Iniziamo, dunque, con l’aiuto del Signore il nostro «ritornare a Lui con tutto il cuore».
Le tre pratiche fondamentali previste dalla Legge mosaica: l’elemosina, la preghiera e il digiuno; sono anche indicazioni tradizionali nel cammino quaresimale per rispondere all’invito di «ritornare a Dio con tutto il cuore». Un ritornare nella verità, non con pratiche e gesti di pura formalità, ma piuttosto tenendoci lontani dall’ipocrisia religiosa, dal comportamento che vuole apparire, dagli atteggiamenti che cercano l’applauso e l’approvazione. «Il vero discepolo non serve se stesso o il “pubblico”, ma il suo Signore, nella semplicità e nella generosità: “E il Padre tuo, che vede nel segreto, ti ricompenserà” (Mt 6,4.6.18). La nostra testimonianza allora sarà sempre più incisiva quanto meno cercheremo la nostra gloria e saremo consapevoli che la ricompensa del giusto è Dio stesso, l’essere uniti a Lui, quaggiù, nel cammino della fede, e, al termine della vita, nella pace e nella luce dell’incontro faccia a faccia con Lui per sempre (cfr 1 Cor 13,12)» ( BENEDETTO XVI, Omelia, 13.II.2013).
Ecco la Quaresima, occasione preziosa per meditare e riflettere di come praticare la propria «giustizia».
Un realizzarla, attraverso l’elemosina, la preghiera e il digiuno, non per essere ammirati dagli uomini, ma solo sapendo di essere sotto lo sguardo di Dio, che «vede nel segreto» (cfr Mt 6,1-6.16-18). «La vera “ricompensa” non è l’ammirazione degli altri, ma l’amicizia con Dio e la grazia che ne deriva, una grazia che dona pace e forza di compiere il bene, di amare anche chi non lo merita, di perdonare chi ci ha offeso» (ibidem).

Compito da svolgere >> Riporta per intero il brano sulla Quaresima, parola per parola, senza alcuna modifica.

Estratto dei dati >>
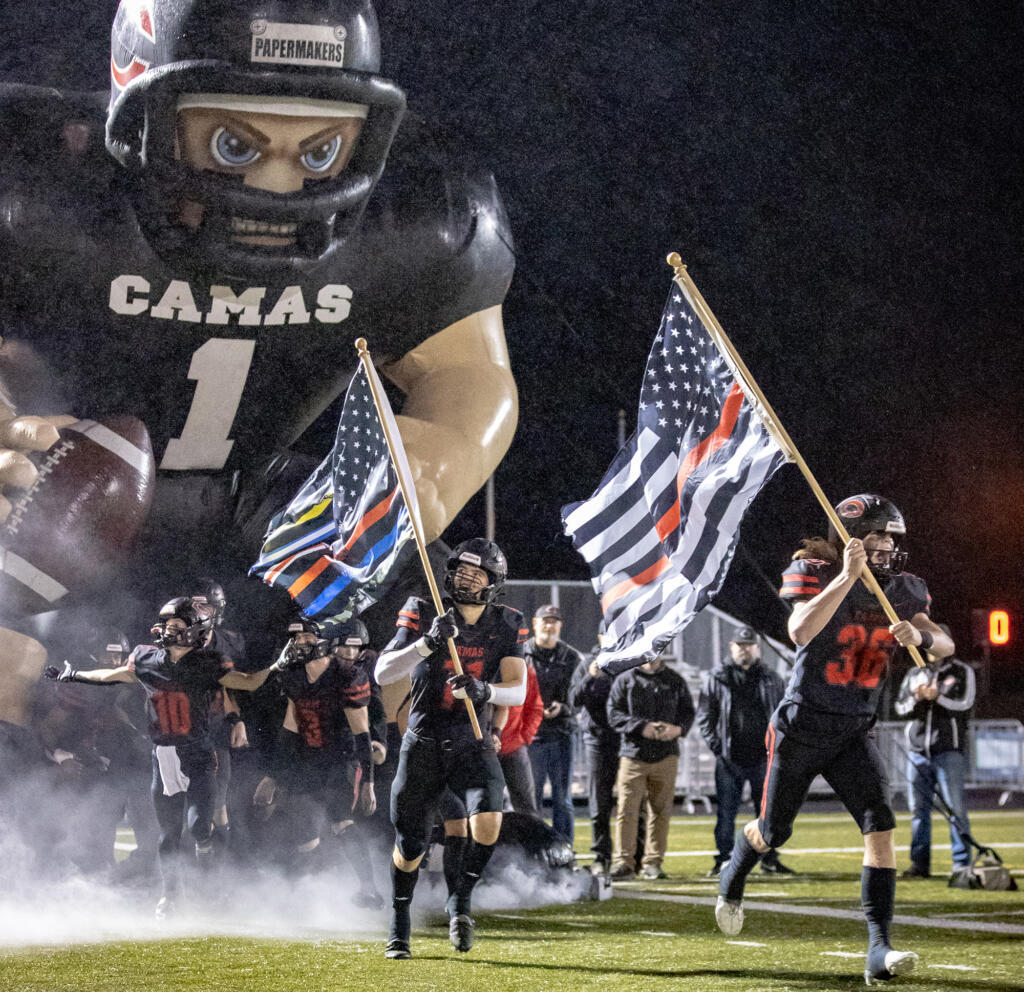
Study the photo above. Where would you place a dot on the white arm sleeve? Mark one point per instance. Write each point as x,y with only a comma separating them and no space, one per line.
509,695
392,665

Soluzione >>
Iniziamo, dunque, con l’aiuto del Signore il nostro «ritornare a Lui con tutto il cuore».
Le tre pratiche fondamentali previste dalla Legge mosaica: l’elemosina, la preghiera e il digiuno; sono anche indicazioni tradizionali nel cammino quaresimale per rispondere all’invito di «ritornare a Dio con tutto il cuore». Un ritornare nella verità, non con pratiche e gesti di pura formalità, ma piuttosto tenendoci lontani dall’ipocrisia religiosa, dal comportamento che vuole apparire, dagli atteggiamenti che cercano l’applauso e l’approvazione. «Il vero discepolo non serve se stesso o il “pubblico”, ma il suo Signore, nella semplicità e nella generosità: “E il Padre tuo, che vede nel segreto, ti ricompenserà” (Mt 6,4.6.18). La nostra testimonianza allora sarà sempre più incisiva quanto meno cercheremo la nostra gloria e saremo consapevoli che la ricompensa del giusto è Dio stesso, l’essere uniti a Lui, quaggiù, nel cammino della fede, e, al termine della vita, nella pace e nella luce dell’incontro faccia a faccia con Lui per sempre (cfr 1 Cor 13,12)» ( BENEDETTO XVI, Omelia, 13.II.2013).
Ecco la Quaresima, occasione preziosa per meditare e riflettere di come praticare la propria «giustizia».
Un realizzarla, attraverso l’elemosina, la preghiera e il digiuno, non per essere ammirati dagli uomini, ma solo sapendo di essere sotto lo sguardo di Dio, che «vede nel segreto» (cfr Mt 6,1-6.16-18). «La vera “ricompensa” non è l’ammirazione degli altri, ma l’amicizia con Dio e la grazia che ne deriva, una grazia che dona pace e forza di compiere il bene, di amare anche chi non lo merita, di perdonare chi ci ha offeso» (ibidem).